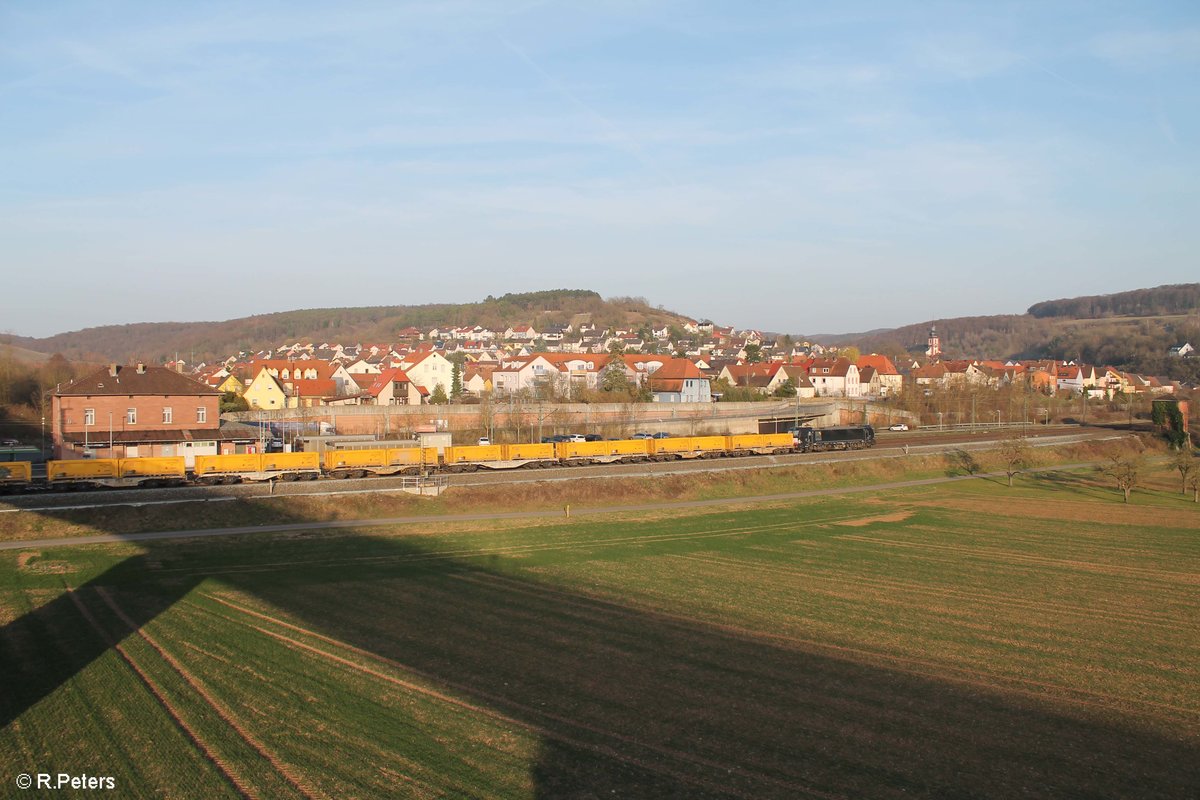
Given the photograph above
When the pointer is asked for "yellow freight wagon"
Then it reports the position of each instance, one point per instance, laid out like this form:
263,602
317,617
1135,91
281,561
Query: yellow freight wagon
292,467
529,452
473,453
689,446
87,470
169,467
382,461
16,473
217,469
604,451
117,471
760,443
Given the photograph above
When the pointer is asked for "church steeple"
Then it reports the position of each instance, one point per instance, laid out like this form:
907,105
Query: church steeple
935,344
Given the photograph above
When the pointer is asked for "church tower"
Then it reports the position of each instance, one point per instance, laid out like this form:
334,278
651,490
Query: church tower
935,344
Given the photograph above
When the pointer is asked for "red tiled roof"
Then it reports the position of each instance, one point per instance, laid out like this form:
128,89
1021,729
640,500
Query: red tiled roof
127,380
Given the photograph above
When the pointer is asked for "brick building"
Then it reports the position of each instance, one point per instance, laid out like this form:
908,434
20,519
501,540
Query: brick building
125,411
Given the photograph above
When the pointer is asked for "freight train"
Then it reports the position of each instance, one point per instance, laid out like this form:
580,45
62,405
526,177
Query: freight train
211,470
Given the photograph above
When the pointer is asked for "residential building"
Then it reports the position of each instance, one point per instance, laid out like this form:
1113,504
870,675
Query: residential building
124,411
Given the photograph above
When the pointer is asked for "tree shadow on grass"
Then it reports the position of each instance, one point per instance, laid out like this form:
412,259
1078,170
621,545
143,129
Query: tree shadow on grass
627,702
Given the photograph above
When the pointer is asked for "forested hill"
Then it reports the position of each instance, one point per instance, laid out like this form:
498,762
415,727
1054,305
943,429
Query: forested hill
1131,330
378,324
1177,299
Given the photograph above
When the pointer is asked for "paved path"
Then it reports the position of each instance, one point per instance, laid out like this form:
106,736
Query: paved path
73,541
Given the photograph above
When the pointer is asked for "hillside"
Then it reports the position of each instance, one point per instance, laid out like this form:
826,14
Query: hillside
1129,330
208,340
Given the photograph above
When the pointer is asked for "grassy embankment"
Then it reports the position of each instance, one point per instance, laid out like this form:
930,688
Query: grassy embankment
963,639
583,493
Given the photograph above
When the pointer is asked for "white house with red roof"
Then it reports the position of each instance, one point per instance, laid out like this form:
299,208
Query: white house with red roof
429,368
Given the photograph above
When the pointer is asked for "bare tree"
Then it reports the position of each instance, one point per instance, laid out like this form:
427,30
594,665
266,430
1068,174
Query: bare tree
963,459
1126,469
1015,452
1186,463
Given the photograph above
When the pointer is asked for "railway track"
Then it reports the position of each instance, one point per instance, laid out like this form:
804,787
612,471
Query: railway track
889,445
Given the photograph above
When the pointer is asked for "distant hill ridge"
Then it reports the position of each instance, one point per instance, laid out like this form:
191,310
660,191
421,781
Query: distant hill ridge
1131,330
204,341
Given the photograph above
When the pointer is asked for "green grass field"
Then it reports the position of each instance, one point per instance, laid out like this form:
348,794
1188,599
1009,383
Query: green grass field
955,641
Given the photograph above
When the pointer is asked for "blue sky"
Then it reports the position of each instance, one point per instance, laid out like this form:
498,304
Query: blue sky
787,166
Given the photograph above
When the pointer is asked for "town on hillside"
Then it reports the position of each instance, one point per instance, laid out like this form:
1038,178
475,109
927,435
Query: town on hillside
163,409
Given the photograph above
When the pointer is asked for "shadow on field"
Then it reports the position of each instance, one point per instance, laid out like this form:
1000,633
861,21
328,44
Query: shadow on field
625,702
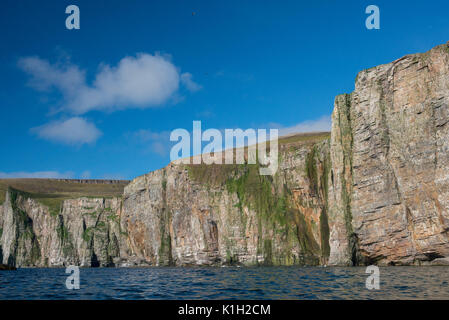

[SET PROBLEM] Pick out each line in the material above that contains the word "tree", and copy those lines without changes.

[SOLUTION]
When the pointer is asked for "tree shadow on grass"
Query: tree shadow on grass
When the pointer is asked for "bare tree"
Query: bare tree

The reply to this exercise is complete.